## WHAT YOU ARE ASKED TO DO
Please rewrite the entries below as a numbered list, leaving out any blank lines.

## EXTRACTED INFORMATION
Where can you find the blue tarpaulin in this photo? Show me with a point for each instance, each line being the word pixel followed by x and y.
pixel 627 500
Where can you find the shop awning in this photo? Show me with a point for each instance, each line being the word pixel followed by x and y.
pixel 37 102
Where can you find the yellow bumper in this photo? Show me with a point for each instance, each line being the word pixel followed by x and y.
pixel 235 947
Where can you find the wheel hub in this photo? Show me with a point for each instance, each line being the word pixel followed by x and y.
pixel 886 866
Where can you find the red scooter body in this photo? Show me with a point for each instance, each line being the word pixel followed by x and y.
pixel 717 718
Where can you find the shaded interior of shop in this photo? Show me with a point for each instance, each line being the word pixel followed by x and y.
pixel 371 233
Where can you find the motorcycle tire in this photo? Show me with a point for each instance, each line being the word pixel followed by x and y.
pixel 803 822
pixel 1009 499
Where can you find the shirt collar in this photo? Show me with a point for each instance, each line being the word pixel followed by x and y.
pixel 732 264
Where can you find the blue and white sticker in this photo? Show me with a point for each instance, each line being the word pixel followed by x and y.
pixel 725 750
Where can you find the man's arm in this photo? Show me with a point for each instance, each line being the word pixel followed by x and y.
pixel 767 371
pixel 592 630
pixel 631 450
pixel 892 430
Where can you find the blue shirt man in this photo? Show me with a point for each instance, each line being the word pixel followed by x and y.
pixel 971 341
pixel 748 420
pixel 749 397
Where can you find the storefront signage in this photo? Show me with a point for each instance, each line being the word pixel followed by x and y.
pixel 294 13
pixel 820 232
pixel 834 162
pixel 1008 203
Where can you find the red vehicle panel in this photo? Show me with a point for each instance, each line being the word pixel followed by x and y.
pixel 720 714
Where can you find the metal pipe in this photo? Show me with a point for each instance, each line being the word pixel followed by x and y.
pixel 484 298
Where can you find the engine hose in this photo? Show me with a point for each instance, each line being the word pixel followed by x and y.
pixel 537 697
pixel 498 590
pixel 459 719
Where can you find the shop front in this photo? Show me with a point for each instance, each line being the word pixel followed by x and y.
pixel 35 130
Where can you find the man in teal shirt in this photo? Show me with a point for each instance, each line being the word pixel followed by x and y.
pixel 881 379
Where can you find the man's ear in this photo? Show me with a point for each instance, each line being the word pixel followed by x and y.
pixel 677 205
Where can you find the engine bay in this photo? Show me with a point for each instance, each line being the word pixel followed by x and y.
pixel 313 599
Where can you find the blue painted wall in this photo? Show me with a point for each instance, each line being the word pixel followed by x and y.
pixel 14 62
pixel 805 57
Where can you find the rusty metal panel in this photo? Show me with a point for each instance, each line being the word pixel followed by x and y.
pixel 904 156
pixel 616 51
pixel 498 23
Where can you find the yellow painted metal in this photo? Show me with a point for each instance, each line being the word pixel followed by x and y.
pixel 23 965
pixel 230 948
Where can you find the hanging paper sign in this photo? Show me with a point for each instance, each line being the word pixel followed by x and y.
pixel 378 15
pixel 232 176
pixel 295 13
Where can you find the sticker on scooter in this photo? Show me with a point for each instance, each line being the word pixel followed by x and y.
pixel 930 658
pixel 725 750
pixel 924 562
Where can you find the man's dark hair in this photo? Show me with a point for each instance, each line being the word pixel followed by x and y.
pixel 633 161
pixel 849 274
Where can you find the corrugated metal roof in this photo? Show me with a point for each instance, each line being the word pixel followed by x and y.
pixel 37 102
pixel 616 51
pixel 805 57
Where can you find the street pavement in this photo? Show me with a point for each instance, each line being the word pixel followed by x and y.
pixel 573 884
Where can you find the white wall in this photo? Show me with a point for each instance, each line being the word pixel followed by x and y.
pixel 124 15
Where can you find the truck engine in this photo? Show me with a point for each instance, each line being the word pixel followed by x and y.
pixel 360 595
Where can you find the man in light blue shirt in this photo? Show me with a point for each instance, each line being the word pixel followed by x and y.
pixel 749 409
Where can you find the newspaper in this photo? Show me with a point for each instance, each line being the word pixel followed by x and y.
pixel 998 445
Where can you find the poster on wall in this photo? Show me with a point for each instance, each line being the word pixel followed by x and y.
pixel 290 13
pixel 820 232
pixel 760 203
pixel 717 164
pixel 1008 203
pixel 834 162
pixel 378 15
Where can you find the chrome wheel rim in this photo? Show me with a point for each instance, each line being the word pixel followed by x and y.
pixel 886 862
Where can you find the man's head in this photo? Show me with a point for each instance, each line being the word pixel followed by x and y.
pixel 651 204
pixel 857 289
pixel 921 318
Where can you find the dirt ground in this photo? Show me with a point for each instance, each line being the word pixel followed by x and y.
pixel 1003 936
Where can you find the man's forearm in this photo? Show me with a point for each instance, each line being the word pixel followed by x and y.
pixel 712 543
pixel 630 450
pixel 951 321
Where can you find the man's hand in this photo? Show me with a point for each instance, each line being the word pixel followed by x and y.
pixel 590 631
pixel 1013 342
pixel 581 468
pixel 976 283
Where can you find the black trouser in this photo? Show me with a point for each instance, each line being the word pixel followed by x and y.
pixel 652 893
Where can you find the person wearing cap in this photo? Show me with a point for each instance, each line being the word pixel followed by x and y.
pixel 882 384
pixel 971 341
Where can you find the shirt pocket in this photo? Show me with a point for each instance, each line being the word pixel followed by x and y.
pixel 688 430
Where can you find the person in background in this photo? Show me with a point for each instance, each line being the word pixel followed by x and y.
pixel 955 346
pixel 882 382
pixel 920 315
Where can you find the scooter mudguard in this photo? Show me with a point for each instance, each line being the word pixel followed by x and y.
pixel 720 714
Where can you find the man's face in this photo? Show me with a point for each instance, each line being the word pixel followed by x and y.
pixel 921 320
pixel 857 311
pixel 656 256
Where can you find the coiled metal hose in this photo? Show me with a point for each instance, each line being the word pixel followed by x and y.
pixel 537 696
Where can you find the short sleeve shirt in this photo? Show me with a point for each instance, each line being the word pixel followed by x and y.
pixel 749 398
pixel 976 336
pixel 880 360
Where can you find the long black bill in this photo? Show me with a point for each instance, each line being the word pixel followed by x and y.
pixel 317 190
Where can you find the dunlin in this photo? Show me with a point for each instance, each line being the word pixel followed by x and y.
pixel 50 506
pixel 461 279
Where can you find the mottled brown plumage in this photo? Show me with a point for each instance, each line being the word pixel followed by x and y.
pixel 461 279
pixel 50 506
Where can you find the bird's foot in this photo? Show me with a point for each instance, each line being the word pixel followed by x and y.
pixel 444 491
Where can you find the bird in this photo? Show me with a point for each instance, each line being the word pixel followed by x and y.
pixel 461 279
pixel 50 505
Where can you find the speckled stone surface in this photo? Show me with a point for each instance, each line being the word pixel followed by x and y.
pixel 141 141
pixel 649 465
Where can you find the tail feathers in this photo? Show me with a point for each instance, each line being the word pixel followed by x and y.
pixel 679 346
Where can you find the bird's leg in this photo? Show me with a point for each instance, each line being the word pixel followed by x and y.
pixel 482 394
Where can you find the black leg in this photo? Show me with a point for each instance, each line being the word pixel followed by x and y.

## CORRECT ANSWER
1. Where can you find the blue tarpaulin in this photo? Show me with a point for each instance, each line being the word pixel followed by x and y.
2. pixel 627 500
3. Where can you find the shop awning in this photo? Show me with a point for each instance, each line being the word pixel followed by x and y.
4. pixel 37 102
5. Where can you find the yellow bumper in this photo? Show me with a point for each instance, each line being the word pixel followed by x and y.
6. pixel 235 947
7. Where can you find the wheel hub in this photo? Show me with a point for each instance, each line being the word pixel followed by x and y.
8. pixel 886 866
9. Where can you find the red scooter body in this photo? Show me with a point for each instance, each line being the word pixel followed by x and y.
10. pixel 717 718
11. Where can you find the shaded interior of shop in this photo? Show me with a point for each instance, each line being the word pixel followed by x and y.
12. pixel 371 233
13. Where can you find the motorcycle tire in this photo? Show me with a point for each instance, each line being the word pixel followed by x and y.
14. pixel 803 822
15. pixel 1009 499
16. Where can you find the shirt collar in this photo? Show me with a point for each instance, each line being the word pixel followed by x and y.
17. pixel 732 264
18. Where can you find the blue and white sticker in this photo? Show me with a point for each instance, each line being the word pixel followed by x and y.
19. pixel 725 750
20. Where can you find the man's arm in this photo? Show me with a point for each instance, each line being the word pixel followed by x and y.
21. pixel 767 371
22. pixel 592 630
23. pixel 631 450
24. pixel 892 430
25. Where can you find the blue shirt man in this photo? Show me with a point for each instance, each line being the word pixel followed by x and y.
26. pixel 971 341
27. pixel 748 420
28. pixel 749 397
29. Where can you find the storefront signage in this photo? Show me with a point for each instance, each line being the word pixel followed by x and y.
30. pixel 294 13
31. pixel 820 232
32. pixel 834 162
33. pixel 1008 203
34. Where can you find the red vehicle panel in this photo? Show me with a point for each instance, each line being the word pixel followed by x and y.
35. pixel 720 714
36. Where can you find the metal pipe in this photo? Show me with a point for each instance, each line being the word pixel followed by x and y.
37. pixel 484 298
38. Where can you find the engine hose in this photo? Show me with a point for each instance, each line being the word pixel followed by x and y.
39. pixel 537 697
40. pixel 498 590
41. pixel 459 719
42. Where can you find the shop front in this photo? Show me with a point for each instance, each line being the word pixel followed by x and y.
43. pixel 35 130
44. Where can you find the man in teal shirt in this photo? Show me with a point for each instance, each line being the word pixel followed by x and y.
45. pixel 881 379
46. Where can you find the man's ear in this photo? Show me with a point for each instance, each line being the word pixel followed by x and y.
47. pixel 677 205
48. Where can you find the engine bay in this photo? Show me with a point for each instance, each line being the word pixel followed by x and y.
49. pixel 313 599
50. Where can you find the blue painted wall in this photo? Show me with a point for each instance, each line being the word pixel followed by x and y.
51. pixel 14 62
52. pixel 805 57
53. Where can you find the rusty metal panel in this photo? Show me with a point for each instance, each line being the word pixel followed by x and y.
54. pixel 904 156
55. pixel 616 51
56. pixel 498 23
57. Where can you find the yellow painted metal in this photo? Show me with a point for each instance, each line being the word pixel followed by x and y.
58. pixel 23 965
59. pixel 230 948
60. Where can you find the hanging paper sign in this photo? Show me with a point for each instance, each line being the word pixel followed by x and y.
61. pixel 378 15
62. pixel 232 176
63. pixel 295 13
64. Where can you find the sticker on scooter in this photo? Show me with a point for each instance, each line being the word pixel followed by x and y.
65. pixel 930 658
66. pixel 725 750
67. pixel 924 562
68. Where can you find the man's dark hair in this photo? Show me with a point for each instance, each line being the word pixel followed by x and y.
69. pixel 633 161
70. pixel 849 274
71. Where can you find the corrugated metal roof in this photo? Show me with a point for each instance, each line being the word pixel followed by x and y.
72. pixel 37 102
73. pixel 616 51
74. pixel 805 57
75. Where can you find the street pavement in this photo? Show me with a point for each instance, each line being the word pixel followed by x and y.
76. pixel 573 884
77. Where can you find the white wall in this photo? Show me with a point for each instance, each line being the word pixel followed by x and y.
78. pixel 124 15
79. Where can you find the truck engine in this photo? Show me with a point for each instance, each line being the word pixel followed by x and y.
80. pixel 360 595
81. Where can you find the man in light blue shirt in this photo? Show me with a point for each instance, each line being the word pixel followed by x and y.
82. pixel 749 409
83. Where can you find the newspaper in this photo? Show me with a point for each instance, each line being the word pixel followed by x and y.
84. pixel 998 445
85. Where can you find the poster on wall in this photo? Show me with a point for each instance, each line being the word pixel followed by x and y.
86. pixel 290 13
87. pixel 820 232
88. pixel 760 203
89. pixel 717 164
90. pixel 1008 203
91. pixel 834 162
92. pixel 378 15
93. Where can you find the chrome wheel rim in this photo? Show me with a point for each instance, each line being the word pixel followed by x and y.
94. pixel 886 862
95. Where can you find the man's head in this photo? Show me with a point for each instance, each line being the word pixel followed by x and y.
96. pixel 651 204
97. pixel 857 289
98. pixel 921 318
99. Where can you find the dirt ground in this photo? Show me with a point for each instance, each line being the word pixel followed by x and y.
100. pixel 1003 936
101. Where can you find the man's forearm in this photo? Show me with a point for each instance, each line being the word pixel followed by x and y.
102. pixel 712 543
103. pixel 630 450
104. pixel 951 321
105. Where can you find the man's hand in this photo? Show me with a point for each instance, each line being the word pixel followed by x and y.
106. pixel 590 631
107. pixel 1013 342
108. pixel 581 468
109. pixel 976 283
110. Where can you find the black trouser in this photo? Show me with a point for each instance, each line being the word pixel followed by x and y.
111. pixel 652 893
112. Where can you find the person wearing cap in this photo? Show me with a point for each instance, each line being the word pixel followed by x and y.
113. pixel 882 384
114. pixel 971 341
115. Where can you find the shirt pocket in this photo? Show me with a point for each instance, each line being the word pixel followed by x and y.
116. pixel 688 430
117. Where can you find the person in background in this photo? Show me with a point for each instance, each line being the word pixel followed by x and y.
118. pixel 955 346
119. pixel 882 382
120. pixel 920 315
121. Where can you find the scooter mudguard in this photo? Show me with a point for each instance, each line being the word pixel followed by x and y.
122. pixel 720 714
123. Where can you find the man's face in this photo? Show me with a point for each instance, each line being the word pixel followed by x and y.
124. pixel 921 320
125. pixel 857 311
126. pixel 656 256
127. Where can you find the coiled metal hose in this photo? Show me with a point for each instance, each line being the word pixel followed by x and y.
128. pixel 537 696
129. Where can you find the short sleeve shirt in this photo? Show me with a point for each instance, each line being the word pixel followed by x and y.
130. pixel 749 398
131. pixel 976 336
132. pixel 880 360
133. Where can you find the long black bill in this photo? Show me with a point for each instance, each line being the word pixel followed by x and y.
134. pixel 317 190
135. Where can you find the dunlin in this photo? Show me with a point for each instance, each line being the word pixel followed by x and y.
136. pixel 50 506
137. pixel 461 279
138. Where can you find the mottled brown plumage in this photo? Show me with a point for each instance, each line being the word pixel followed by x and y.
139. pixel 461 279
140. pixel 50 506
141. Where can you find the bird's foot in this photo? Show me with a point for each instance, each line being the word pixel followed by x and y.
142. pixel 444 491
143. Where can you find the bird in this photo? Show me with a point for each instance, each line being the word pixel followed by x and y.
144. pixel 461 279
145. pixel 50 505
146. Where can you find the speckled stone surface in this photo? Show me with a point for each instance, each line being the word pixel followed by x and y.
147. pixel 141 141
148. pixel 649 465
149. Where can you find the tail feathers in this photo? Show me with a point for each instance, each line being the word pixel followed by x and y.
150. pixel 679 346
151. Where can you find the bird's leg in this photo? Show me with a point for each instance, each line being the word pixel followed by x and y.
152. pixel 482 394
153. Where can you find the black leg in this photo? Show me with a point for each instance, each line being the word pixel followed by x and y.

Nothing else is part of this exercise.